The exercise: Please copy the lines of the records below word for word, starting with the line that contains "One dot marks each instance of the finger." and ending with the line that contains "[(93, 233)]", including both.

Records from a pointing dataset
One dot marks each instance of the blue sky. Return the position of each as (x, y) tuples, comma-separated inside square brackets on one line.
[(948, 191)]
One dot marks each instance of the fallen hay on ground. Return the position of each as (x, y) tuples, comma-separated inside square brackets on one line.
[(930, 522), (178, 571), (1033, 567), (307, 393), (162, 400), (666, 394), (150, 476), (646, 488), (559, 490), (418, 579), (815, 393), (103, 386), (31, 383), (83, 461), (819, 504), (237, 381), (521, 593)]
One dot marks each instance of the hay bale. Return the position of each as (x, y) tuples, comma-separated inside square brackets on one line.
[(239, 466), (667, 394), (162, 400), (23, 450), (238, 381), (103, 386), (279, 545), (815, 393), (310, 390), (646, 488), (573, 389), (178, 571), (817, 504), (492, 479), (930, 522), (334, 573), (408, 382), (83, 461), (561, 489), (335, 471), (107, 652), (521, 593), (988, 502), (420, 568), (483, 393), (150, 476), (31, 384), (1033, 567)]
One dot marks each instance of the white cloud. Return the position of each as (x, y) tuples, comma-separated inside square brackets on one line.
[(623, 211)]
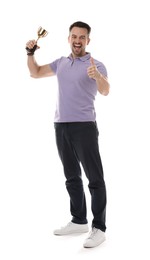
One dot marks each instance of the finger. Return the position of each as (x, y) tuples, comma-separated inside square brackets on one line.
[(92, 61)]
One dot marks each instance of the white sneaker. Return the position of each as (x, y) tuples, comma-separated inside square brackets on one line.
[(71, 228), (95, 238)]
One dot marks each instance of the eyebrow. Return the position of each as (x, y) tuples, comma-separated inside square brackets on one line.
[(83, 36)]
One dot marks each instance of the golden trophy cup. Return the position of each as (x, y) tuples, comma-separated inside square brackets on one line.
[(41, 33)]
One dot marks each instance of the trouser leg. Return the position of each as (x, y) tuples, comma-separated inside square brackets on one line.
[(85, 141), (72, 173)]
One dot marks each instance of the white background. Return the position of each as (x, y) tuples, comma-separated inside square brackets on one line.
[(33, 199)]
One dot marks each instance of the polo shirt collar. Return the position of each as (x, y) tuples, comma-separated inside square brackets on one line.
[(87, 56)]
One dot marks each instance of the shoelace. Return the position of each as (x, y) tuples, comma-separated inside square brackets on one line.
[(93, 233)]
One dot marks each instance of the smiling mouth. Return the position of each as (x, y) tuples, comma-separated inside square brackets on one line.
[(77, 46)]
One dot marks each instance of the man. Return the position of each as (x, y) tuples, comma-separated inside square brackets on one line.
[(79, 78)]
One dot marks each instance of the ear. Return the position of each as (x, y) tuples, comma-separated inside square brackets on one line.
[(88, 41)]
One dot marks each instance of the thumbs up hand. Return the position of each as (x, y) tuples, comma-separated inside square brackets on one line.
[(92, 71)]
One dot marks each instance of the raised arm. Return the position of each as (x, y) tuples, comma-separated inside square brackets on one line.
[(36, 71)]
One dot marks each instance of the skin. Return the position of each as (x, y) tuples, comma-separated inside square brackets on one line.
[(78, 39)]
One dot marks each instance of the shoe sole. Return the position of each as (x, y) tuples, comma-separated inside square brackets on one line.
[(71, 232)]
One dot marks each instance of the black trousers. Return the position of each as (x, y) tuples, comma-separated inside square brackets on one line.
[(77, 143)]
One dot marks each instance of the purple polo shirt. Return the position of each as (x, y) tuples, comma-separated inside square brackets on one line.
[(76, 91)]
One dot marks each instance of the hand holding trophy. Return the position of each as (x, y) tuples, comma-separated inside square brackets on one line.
[(41, 33)]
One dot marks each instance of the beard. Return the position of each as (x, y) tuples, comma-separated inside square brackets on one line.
[(78, 50)]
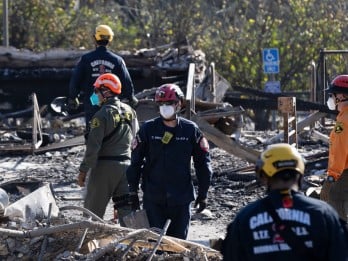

Written solution:
One dot marks each instance of the finger. Return the position of each as (x, y) tuples, comma-separated inside square brackets on one line.
[(92, 61)]
One dot marks each instance of the white sneaker. Return the position of each as (x, y) tuples, comma-separated inside square brackets on one line.
[(71, 228), (95, 238)]
One dot marks each instance of the eyebrow. Return the position of each as (x, y) tuples, comma-separated inside square brackets on one line.
[(83, 36)]
One dot marks each instance of the golden trophy cup. Return the position of each as (x, y) tuples, comma-separated inside square brackets on one line.
[(41, 33)]
One dot marks each instance of the trouser leg. Return the position of each as (x, y) tuples, comma-separated inside square brackets on one line.
[(85, 141), (72, 173)]
One dot marks each instance of the white background. Return the position of each as (x, y) tuples, comma-separated inside square brackets on one line.
[(33, 199)]
One dot marks each instance of the polo shirt collar. Return the position of each as (x, y) tuples, comma-separated inside square brackets on one line.
[(87, 56)]
One dot marks each instance of the shoelace. Return the position of each as (x, y) tuples, comma-separated inside square brackets on one line.
[(93, 233)]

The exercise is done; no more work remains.